+++ Source material +++

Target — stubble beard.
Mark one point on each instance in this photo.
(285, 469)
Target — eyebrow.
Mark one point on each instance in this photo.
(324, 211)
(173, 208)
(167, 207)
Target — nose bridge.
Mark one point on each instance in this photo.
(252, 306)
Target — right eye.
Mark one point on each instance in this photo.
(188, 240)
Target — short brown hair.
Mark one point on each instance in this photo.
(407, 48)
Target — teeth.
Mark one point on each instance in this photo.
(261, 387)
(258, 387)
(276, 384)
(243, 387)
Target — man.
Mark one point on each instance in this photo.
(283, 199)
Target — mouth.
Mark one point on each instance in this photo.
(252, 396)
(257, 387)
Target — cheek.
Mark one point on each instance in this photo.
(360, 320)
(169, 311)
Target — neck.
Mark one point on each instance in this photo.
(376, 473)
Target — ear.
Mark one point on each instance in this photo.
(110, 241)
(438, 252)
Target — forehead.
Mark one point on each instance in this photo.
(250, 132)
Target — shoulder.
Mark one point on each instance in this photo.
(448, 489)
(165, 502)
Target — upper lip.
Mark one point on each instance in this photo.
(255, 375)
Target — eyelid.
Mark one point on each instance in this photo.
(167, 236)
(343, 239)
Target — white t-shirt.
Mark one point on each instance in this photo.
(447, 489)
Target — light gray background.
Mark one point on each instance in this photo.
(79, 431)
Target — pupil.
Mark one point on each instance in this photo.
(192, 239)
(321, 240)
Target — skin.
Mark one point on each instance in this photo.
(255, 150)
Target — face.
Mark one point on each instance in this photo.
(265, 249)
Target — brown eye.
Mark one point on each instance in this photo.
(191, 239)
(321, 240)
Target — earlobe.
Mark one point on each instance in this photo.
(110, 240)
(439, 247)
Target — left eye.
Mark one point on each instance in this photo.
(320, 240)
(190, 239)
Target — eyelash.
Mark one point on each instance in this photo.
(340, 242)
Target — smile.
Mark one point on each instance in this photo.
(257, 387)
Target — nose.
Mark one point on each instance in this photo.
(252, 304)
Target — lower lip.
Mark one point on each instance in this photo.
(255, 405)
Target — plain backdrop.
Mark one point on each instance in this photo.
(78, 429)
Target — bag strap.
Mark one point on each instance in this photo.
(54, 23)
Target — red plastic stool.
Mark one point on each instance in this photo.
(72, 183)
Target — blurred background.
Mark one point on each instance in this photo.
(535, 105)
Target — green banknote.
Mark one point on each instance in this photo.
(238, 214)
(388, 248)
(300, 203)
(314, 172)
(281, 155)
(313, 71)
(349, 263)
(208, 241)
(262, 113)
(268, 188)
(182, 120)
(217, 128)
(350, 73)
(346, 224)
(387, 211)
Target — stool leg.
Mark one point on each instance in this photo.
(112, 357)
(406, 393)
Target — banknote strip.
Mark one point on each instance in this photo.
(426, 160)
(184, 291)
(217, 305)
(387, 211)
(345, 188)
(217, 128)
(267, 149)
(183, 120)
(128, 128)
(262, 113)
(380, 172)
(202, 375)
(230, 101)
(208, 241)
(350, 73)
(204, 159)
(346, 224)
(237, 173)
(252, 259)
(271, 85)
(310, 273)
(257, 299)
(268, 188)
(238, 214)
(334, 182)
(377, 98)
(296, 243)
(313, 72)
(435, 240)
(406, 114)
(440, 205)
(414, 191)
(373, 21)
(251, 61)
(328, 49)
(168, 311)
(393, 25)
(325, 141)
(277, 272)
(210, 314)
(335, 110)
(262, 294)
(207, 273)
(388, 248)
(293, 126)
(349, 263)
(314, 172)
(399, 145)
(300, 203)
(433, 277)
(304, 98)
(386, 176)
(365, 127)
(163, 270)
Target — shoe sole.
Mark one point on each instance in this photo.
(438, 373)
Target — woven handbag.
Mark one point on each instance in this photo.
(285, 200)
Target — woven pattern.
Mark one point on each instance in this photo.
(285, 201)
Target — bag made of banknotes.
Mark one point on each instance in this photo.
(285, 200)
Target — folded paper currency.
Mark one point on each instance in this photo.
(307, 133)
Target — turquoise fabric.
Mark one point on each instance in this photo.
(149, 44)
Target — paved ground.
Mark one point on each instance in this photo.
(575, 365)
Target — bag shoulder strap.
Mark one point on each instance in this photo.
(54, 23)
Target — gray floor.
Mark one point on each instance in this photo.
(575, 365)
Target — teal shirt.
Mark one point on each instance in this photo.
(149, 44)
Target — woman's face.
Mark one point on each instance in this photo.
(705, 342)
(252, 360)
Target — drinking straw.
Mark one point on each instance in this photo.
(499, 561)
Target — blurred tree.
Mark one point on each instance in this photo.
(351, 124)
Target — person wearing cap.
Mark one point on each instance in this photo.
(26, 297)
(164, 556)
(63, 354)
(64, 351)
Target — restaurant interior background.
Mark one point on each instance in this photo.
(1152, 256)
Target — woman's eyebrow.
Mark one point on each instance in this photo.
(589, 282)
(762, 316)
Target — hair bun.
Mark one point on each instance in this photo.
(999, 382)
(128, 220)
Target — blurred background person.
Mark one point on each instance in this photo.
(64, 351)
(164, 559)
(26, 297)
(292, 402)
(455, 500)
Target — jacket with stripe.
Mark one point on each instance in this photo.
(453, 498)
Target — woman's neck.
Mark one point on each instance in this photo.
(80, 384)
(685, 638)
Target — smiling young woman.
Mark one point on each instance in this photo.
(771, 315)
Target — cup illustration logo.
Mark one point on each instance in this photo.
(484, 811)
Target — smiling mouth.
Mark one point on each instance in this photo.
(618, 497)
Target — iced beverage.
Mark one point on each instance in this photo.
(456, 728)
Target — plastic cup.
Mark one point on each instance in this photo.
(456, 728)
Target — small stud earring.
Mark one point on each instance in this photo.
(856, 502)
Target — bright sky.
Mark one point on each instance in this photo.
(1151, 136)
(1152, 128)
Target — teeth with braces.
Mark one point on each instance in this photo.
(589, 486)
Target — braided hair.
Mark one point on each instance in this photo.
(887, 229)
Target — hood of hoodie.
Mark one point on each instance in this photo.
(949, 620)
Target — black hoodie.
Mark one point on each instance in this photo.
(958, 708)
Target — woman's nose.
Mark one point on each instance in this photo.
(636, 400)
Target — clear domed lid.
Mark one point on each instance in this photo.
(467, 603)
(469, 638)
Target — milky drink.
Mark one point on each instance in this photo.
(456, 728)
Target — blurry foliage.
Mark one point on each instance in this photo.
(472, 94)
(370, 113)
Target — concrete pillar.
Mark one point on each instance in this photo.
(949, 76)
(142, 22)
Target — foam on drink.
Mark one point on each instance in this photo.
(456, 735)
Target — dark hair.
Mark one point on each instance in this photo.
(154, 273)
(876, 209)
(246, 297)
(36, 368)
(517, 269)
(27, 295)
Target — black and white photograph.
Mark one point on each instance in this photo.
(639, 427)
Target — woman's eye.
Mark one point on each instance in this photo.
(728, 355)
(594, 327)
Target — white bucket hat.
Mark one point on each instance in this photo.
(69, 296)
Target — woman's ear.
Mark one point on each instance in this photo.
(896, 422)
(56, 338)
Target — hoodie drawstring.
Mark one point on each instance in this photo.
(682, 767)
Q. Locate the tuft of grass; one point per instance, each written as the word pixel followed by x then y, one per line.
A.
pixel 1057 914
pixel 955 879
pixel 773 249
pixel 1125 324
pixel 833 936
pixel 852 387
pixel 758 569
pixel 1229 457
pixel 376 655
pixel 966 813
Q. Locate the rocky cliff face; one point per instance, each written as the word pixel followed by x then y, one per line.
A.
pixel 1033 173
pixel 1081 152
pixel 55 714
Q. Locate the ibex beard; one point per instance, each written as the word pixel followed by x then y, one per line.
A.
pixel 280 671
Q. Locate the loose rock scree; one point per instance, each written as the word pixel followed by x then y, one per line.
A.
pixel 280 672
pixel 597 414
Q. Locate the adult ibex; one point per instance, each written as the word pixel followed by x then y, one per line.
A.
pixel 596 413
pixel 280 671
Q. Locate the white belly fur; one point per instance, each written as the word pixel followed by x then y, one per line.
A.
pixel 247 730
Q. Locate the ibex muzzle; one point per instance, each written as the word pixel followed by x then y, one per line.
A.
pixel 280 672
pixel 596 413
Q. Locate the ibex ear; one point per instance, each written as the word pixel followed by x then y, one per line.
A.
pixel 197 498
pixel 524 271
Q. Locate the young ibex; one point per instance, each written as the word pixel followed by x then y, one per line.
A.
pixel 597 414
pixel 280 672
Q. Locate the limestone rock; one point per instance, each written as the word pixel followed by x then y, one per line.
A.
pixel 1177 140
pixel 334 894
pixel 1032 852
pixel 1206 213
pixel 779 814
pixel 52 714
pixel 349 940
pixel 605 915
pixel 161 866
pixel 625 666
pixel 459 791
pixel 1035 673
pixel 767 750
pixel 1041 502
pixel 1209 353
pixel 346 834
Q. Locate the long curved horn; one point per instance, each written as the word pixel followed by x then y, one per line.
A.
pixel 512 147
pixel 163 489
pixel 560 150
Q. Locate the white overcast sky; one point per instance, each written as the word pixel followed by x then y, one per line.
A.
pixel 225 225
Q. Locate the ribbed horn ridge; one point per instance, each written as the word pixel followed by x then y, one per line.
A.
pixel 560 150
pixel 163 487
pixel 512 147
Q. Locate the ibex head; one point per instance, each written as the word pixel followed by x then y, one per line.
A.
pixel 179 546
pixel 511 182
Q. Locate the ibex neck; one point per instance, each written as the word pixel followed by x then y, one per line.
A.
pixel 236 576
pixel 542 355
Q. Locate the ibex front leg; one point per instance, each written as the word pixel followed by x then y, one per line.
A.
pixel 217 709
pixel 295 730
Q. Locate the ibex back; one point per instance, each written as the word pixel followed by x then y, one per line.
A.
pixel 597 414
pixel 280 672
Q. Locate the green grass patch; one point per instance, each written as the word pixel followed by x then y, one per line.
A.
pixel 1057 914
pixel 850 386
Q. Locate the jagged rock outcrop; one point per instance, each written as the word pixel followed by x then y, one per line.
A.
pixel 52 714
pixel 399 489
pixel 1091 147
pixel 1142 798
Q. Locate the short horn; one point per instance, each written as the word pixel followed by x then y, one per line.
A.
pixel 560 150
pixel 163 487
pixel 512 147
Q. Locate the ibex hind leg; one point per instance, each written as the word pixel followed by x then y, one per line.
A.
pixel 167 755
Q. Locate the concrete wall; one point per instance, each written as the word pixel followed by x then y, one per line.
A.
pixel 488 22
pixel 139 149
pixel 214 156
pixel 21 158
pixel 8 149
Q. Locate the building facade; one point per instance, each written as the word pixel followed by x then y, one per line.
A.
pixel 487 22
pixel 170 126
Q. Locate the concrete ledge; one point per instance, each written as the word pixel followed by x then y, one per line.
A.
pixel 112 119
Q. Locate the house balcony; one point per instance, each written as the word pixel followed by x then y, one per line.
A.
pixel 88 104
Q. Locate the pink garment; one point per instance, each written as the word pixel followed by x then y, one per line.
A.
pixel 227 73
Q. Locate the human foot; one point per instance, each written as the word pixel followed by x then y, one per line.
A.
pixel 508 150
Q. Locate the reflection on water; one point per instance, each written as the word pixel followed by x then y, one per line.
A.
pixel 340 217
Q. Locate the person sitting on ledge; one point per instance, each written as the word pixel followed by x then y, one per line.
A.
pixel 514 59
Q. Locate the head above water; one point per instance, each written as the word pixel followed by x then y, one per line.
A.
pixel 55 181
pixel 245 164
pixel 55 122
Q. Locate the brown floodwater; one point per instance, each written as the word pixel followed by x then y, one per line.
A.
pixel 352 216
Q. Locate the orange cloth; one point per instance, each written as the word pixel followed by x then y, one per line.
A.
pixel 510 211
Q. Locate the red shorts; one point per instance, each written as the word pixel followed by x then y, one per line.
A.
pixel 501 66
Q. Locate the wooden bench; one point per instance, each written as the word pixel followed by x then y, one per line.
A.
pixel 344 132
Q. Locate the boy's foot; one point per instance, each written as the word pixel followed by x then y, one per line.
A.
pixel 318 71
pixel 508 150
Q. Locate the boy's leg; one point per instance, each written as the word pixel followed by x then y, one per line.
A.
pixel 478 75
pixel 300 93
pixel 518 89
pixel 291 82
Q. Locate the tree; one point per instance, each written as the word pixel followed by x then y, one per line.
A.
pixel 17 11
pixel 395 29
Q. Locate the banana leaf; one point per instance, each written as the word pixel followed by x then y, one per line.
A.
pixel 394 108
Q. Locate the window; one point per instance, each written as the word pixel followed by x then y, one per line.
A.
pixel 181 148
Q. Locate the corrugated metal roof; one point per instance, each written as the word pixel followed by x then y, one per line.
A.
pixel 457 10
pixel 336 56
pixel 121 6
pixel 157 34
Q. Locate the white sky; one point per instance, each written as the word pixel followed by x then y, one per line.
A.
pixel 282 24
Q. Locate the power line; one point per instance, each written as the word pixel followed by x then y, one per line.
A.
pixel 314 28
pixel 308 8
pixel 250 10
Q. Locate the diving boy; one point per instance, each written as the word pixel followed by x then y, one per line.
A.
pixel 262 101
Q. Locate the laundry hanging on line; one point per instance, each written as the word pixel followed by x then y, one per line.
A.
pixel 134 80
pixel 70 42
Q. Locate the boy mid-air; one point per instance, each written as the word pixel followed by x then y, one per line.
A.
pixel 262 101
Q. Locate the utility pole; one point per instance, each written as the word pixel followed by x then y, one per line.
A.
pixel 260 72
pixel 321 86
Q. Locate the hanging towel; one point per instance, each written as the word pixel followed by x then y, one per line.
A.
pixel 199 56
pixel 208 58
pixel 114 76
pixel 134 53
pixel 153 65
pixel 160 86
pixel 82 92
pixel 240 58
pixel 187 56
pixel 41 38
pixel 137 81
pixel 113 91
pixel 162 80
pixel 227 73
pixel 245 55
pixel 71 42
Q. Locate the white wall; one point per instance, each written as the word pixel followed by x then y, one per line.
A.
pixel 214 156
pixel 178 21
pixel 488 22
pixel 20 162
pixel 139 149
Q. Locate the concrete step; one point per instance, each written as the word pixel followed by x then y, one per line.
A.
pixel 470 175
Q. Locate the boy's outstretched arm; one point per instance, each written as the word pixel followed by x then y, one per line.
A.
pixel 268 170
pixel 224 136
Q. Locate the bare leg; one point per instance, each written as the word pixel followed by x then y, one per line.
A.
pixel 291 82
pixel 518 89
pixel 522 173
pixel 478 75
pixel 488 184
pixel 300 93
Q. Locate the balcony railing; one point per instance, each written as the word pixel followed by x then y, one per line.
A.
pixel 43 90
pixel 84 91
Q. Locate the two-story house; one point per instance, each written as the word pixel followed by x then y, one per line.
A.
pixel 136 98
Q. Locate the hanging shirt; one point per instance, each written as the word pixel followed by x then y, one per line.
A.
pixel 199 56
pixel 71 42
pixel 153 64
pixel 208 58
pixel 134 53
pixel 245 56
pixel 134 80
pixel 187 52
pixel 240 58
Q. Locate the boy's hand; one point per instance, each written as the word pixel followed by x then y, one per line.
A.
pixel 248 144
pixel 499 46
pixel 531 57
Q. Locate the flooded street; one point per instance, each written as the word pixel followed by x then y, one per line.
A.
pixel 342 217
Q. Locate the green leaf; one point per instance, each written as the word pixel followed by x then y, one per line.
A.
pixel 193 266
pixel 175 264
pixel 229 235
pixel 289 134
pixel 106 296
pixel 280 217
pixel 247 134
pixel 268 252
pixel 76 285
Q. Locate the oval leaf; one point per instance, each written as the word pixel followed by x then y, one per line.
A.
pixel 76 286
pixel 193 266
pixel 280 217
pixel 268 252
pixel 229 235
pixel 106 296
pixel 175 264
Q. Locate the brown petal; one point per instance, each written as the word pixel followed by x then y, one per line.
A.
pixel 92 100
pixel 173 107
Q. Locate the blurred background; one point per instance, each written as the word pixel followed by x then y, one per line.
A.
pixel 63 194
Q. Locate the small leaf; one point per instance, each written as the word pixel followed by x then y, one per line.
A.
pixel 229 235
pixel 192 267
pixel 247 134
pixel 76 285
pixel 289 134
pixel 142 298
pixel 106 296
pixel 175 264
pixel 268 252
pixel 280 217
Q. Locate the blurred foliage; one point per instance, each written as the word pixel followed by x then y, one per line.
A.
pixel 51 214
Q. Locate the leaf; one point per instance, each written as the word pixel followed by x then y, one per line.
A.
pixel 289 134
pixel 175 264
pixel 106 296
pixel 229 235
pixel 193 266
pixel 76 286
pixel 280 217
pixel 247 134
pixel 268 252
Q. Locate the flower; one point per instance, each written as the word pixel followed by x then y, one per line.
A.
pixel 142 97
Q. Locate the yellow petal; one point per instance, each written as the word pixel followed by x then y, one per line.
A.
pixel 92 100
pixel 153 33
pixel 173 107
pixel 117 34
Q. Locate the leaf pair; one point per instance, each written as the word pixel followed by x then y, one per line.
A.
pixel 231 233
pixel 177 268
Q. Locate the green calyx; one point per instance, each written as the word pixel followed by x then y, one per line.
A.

+++

■ **Assigned task**: Filter the data above, keeping only lines that include the string "wall".

■ **Answer area**:
Q. Locate the concrete wall; one point per instance, each written as the word pixel followed by x then y, one per line.
Q. Locate the white wall; one point per instance, each written as the word pixel followed by x then y, one per line.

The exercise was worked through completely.